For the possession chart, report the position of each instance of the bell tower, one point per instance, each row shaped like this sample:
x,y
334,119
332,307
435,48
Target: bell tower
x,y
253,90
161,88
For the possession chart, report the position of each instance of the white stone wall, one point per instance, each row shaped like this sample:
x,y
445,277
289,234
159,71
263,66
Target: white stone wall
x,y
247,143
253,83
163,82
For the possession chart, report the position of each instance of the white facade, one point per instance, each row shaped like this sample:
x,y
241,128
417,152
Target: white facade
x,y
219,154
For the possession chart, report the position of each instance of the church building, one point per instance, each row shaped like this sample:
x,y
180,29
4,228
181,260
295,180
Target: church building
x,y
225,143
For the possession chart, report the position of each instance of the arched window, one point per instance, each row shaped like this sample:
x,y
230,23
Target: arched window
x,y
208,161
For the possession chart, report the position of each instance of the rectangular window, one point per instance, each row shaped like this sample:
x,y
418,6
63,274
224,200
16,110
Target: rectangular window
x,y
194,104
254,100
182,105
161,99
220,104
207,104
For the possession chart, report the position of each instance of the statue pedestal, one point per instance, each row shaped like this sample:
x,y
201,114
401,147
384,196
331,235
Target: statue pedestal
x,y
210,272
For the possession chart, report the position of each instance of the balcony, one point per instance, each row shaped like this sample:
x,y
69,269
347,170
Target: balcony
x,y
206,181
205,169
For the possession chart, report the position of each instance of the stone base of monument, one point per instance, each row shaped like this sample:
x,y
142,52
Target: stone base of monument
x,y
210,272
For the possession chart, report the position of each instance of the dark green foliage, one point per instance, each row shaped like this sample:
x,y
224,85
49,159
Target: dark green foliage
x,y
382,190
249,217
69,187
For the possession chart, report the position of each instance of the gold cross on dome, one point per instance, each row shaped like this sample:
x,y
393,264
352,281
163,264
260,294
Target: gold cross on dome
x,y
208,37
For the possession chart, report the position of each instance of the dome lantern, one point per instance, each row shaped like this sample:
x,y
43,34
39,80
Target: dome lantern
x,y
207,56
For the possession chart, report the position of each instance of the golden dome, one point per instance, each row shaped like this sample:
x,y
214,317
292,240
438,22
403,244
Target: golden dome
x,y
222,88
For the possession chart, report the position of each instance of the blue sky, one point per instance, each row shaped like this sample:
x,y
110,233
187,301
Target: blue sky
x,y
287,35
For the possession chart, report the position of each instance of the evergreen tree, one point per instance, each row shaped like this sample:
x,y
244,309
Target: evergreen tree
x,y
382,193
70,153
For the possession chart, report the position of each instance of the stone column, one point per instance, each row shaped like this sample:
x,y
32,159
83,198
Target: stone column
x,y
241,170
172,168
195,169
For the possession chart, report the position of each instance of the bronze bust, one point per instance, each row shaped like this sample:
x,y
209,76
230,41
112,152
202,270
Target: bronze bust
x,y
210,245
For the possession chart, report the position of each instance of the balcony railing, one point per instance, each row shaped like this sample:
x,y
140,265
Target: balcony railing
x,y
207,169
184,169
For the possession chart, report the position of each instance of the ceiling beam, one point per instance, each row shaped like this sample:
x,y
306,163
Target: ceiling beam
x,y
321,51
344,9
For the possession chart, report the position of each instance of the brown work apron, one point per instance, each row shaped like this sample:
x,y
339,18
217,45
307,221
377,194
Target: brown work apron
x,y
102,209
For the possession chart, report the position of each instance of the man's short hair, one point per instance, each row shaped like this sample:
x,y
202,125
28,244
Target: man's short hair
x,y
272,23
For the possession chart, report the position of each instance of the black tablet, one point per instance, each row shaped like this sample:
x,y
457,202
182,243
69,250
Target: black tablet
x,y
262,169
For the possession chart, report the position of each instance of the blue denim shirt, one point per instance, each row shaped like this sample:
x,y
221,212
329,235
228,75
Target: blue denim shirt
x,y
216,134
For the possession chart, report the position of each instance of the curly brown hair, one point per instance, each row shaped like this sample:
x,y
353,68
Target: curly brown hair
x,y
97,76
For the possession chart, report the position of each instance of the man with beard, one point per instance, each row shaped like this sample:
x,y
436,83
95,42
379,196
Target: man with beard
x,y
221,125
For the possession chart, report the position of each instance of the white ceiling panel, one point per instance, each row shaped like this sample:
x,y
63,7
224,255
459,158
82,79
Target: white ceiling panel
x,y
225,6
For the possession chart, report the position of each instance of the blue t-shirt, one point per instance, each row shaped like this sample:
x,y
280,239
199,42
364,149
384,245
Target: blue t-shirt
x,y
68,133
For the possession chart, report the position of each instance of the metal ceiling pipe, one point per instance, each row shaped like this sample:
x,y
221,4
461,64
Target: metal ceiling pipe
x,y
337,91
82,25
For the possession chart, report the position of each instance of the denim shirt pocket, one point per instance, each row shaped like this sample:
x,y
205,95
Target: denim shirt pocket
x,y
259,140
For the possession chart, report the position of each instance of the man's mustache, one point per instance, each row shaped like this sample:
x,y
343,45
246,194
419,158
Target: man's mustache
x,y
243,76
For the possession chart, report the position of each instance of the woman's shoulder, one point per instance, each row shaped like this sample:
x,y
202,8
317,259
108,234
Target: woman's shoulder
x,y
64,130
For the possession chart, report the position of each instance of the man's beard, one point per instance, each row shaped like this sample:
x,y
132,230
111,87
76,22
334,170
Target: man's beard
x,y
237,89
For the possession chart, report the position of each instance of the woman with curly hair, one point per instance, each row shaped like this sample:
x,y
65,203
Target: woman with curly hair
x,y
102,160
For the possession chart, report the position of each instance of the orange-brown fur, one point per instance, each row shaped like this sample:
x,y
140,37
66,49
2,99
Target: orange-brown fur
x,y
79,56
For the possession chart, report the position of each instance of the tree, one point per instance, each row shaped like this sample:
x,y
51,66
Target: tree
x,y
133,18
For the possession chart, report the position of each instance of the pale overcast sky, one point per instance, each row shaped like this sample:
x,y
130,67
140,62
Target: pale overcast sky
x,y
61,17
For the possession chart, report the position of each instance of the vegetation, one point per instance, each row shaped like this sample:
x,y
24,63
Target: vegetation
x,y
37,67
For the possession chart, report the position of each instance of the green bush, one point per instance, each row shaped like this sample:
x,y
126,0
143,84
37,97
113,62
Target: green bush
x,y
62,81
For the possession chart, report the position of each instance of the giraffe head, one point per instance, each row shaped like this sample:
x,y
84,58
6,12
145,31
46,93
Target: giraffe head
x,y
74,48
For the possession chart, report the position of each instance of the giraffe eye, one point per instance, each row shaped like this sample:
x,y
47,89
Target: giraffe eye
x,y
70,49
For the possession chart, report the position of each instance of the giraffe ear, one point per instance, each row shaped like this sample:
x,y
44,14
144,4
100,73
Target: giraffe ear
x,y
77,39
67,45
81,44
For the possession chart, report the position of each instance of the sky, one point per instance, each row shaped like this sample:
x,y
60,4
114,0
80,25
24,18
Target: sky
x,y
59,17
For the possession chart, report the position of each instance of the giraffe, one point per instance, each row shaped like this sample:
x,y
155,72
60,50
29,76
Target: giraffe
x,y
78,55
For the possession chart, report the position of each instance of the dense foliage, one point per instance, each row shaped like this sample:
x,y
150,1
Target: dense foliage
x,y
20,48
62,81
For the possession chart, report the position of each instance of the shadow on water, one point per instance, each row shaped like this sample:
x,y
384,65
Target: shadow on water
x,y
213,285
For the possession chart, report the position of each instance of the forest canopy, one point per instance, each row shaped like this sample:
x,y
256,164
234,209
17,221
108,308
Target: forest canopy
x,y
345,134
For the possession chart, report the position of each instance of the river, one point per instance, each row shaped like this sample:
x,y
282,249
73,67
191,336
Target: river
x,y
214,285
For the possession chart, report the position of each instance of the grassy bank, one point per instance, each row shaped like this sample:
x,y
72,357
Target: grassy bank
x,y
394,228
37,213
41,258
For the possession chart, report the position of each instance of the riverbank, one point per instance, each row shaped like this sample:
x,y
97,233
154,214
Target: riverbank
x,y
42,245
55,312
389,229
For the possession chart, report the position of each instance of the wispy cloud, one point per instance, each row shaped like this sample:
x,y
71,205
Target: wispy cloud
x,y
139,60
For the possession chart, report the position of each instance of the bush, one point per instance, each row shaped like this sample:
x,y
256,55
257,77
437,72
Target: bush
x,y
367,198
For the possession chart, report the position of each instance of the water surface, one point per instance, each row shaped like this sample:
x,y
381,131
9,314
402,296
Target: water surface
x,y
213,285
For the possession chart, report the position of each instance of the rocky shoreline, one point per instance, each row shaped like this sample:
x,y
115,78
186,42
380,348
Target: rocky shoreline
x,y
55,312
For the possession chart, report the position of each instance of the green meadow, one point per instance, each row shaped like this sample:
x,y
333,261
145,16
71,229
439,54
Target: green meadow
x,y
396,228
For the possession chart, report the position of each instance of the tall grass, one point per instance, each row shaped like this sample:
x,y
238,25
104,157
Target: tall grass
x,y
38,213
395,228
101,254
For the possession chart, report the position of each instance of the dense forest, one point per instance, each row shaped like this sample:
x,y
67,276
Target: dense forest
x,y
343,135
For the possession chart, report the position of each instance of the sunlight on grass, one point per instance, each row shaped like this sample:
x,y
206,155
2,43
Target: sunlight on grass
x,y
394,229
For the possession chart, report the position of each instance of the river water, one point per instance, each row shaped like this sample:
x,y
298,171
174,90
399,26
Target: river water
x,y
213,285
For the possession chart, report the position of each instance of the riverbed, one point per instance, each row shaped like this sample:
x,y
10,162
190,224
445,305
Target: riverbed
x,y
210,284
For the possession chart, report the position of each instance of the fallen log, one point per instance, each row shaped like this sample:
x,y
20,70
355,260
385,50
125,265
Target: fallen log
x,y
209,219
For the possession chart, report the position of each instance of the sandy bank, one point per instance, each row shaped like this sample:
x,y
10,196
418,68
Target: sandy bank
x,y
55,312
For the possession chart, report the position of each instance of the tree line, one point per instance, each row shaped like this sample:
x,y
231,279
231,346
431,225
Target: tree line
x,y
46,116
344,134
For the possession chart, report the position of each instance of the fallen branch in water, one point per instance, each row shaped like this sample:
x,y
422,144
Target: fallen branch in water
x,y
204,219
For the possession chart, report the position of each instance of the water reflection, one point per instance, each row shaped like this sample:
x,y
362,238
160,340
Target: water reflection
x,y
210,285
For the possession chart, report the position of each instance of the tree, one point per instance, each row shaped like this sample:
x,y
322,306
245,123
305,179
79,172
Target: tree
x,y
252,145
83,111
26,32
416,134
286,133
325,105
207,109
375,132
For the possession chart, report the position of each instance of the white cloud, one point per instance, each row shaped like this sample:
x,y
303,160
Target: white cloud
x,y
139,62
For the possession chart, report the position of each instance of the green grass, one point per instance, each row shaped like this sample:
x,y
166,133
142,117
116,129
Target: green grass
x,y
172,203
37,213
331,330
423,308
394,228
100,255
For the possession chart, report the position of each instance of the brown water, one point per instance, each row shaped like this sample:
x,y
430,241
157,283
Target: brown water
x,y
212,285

> **GIVEN PROBLEM**
Everything from the line containing "the riverbed, one" through the final line of the listing, inclusive, must be reproduced exactly; leave out the rest.

> **SOLVED PROBLEM**
For the possession chart, report the position of each instance of the riverbed, one point per instance, each row shaped like this sample:
x,y
10,162
190,224
445,305
Target: riverbed
x,y
210,284
For the possession chart, report the position of each instance of the fallen log, one point per instance, each row shaped like this sample:
x,y
20,70
355,260
385,50
125,265
Target: fallen log
x,y
209,219
For the possession chart, report the position of each instance of the sandy bank, one point per instance, each row shaped like this sample:
x,y
10,196
418,68
Target: sandy bank
x,y
55,312
For the possession chart, report the position of each instance of the tree line, one point per instance, each row shaped like this sample:
x,y
231,279
231,346
431,225
Target: tree line
x,y
46,116
344,134
For the possession chart, report the position of each instance of the fallen branch in water, one point per instance, each row shaped like this sample:
x,y
422,144
Target: fallen branch in water
x,y
204,219
For the possession chart, report the position of each instance of the water reflection, one point per instance, each row shaped like this sample:
x,y
362,238
160,340
Target: water reflection
x,y
210,285
For the possession chart, report the position of each instance of the tree, one point per instance, each row shaped like this sample:
x,y
322,306
245,123
305,179
79,172
Target: tree
x,y
252,145
83,111
26,32
416,134
286,133
325,105
207,109
375,132
For the possession chart, report the position of each instance of the white cloud, one point per instance, each row shaped like this sample:
x,y
303,160
Target: white cloud
x,y
139,62
For the possession chart, report the position of each instance of the green grass, one point per instance, each row shaped like this sample:
x,y
166,133
142,117
116,129
Target: green grass
x,y
172,203
37,213
331,330
423,308
394,228
100,255
For the possession chart, report the position of each instance of the brown water, one point per instance, each row shaped like this sample:
x,y
430,241
157,283
Target: brown water
x,y
212,285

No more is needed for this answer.